WORK REQUIRED: Please print everything from the line that contains "red dress, each" down to the line that contains "column 263, row 152", both ends included, with each line reproduced character for character.

Coordinate annotation lines
* BEGIN *

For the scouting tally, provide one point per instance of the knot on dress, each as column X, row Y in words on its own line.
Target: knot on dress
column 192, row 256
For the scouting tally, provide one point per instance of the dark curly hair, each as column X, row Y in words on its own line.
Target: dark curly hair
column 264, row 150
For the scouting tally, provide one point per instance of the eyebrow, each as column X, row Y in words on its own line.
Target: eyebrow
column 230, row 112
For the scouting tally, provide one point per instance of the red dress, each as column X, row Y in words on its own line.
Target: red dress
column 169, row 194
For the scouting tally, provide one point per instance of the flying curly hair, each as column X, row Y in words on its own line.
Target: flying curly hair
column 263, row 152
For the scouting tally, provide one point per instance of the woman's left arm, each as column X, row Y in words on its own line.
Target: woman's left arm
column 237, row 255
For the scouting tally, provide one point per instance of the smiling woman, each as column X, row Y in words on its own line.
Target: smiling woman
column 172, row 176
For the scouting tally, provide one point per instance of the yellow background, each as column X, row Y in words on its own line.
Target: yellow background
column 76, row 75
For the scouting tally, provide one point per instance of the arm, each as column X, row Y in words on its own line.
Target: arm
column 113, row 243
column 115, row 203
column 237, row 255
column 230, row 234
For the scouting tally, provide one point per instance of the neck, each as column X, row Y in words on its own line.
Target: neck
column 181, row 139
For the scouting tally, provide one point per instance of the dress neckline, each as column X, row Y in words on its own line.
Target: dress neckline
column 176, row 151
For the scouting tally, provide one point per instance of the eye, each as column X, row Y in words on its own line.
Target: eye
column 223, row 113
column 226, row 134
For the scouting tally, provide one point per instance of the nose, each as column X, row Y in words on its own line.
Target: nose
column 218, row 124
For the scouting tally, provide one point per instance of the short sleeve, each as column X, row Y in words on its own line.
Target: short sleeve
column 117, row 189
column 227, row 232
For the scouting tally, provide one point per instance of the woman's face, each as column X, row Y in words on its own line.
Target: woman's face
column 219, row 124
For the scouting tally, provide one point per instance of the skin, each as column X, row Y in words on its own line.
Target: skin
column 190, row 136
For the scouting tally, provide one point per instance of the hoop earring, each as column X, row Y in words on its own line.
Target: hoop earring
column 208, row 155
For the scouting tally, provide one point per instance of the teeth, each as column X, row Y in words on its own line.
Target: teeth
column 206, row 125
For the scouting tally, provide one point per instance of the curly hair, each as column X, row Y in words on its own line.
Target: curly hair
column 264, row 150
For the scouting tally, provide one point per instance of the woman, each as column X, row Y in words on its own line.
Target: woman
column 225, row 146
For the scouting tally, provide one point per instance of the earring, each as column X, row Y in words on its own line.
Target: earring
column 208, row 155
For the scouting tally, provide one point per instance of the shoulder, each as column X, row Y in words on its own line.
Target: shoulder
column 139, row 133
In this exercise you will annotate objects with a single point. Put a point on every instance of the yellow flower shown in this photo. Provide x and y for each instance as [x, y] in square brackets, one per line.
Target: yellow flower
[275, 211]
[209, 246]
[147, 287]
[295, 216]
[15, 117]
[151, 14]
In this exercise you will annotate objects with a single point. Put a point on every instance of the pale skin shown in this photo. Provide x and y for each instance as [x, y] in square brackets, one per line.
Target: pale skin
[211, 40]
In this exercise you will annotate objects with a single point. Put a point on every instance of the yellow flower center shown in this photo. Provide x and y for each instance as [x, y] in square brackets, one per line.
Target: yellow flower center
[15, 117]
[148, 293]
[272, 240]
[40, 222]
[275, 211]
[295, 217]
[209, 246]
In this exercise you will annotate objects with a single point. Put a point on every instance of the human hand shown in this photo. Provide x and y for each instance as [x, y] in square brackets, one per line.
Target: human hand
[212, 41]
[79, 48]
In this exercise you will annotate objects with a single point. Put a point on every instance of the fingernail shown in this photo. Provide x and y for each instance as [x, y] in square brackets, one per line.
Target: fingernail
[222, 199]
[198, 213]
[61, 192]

* END *

WRITTEN SOLUTION:
For the scouting tally, provide one point per instance of the red dress, each as column X, row Y in words on its own line.
Target: red dress
column 169, row 194
For the scouting tally, provide one point per instance of the flying curly hair, each as column X, row Y in words on its own line.
Target: flying curly hair
column 263, row 152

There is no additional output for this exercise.